● Directions for this task: Below are records; copy exactly the line containing "The client would like the person's" and every line after it, through the last.

═══ Source data

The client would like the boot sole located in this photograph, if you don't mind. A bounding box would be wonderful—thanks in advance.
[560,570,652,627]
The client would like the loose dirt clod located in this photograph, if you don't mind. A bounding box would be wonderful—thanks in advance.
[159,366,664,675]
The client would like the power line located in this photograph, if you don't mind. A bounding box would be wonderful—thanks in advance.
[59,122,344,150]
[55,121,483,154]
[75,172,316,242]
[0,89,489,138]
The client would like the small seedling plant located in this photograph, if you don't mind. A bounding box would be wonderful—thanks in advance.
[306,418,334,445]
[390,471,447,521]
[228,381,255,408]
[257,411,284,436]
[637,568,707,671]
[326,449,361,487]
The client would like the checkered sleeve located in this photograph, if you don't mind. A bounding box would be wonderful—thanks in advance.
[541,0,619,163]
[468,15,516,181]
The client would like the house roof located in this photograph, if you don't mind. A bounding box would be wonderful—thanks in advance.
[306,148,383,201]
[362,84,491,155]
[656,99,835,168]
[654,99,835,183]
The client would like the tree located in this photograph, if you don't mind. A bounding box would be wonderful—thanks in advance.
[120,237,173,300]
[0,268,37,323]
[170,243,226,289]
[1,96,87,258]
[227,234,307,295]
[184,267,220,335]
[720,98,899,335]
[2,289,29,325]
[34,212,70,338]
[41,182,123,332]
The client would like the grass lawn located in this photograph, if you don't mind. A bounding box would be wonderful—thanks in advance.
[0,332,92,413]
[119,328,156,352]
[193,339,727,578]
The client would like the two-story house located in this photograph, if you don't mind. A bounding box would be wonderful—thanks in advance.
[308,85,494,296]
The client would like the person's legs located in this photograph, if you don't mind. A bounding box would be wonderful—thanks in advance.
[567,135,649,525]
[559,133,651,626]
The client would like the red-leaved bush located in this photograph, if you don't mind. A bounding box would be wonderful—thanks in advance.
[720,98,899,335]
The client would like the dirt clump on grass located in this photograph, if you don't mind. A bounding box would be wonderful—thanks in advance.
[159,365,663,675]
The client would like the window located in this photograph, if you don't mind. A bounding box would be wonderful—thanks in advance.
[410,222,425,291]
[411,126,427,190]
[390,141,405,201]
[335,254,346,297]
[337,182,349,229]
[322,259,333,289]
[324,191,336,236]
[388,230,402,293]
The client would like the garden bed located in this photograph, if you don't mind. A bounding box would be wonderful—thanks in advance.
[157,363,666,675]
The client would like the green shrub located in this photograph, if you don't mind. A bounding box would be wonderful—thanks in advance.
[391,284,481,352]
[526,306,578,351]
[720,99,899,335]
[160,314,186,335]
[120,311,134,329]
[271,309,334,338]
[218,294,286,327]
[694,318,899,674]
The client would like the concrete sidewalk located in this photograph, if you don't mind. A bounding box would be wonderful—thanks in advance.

══════

● Answer space:
The client would like the person's legs located in this photograph, if you don't mind. A bounding box would be wonderful—thanks in advance.
[567,135,649,525]
[559,133,651,626]
The client would like the red-leaved bush located in this photograph, if you don't mind. A bounding box would be wonderful—thanks in advance.
[720,98,899,335]
The client would like the dirt clump on grass located in this photograph, if you don't mind. A bounding box would be wonderful—thanks in advance.
[159,365,663,675]
The client would like the window located in this photograph, if you don't mind. A bounding box would be wonderful—thanks in advance.
[410,222,425,291]
[411,126,427,190]
[390,141,405,201]
[335,254,346,297]
[337,182,349,229]
[322,259,333,289]
[324,191,336,236]
[388,230,402,293]
The client would like the garden bed located in this photograph, if you don't mind. A bounding box would be wonderful—thanks in advance.
[157,363,666,675]
The client would like the green shrub located in this photograph, if you don't mind. A bounding box would be wonderful—thanks in advance.
[391,284,481,352]
[526,306,578,351]
[720,99,899,335]
[160,314,186,335]
[120,311,134,329]
[271,309,334,338]
[218,294,286,327]
[694,318,899,674]
The client would like the concrete sidewalk located in this photograph, if you don't mind. A bounding box would be wonderful—thanks in advance.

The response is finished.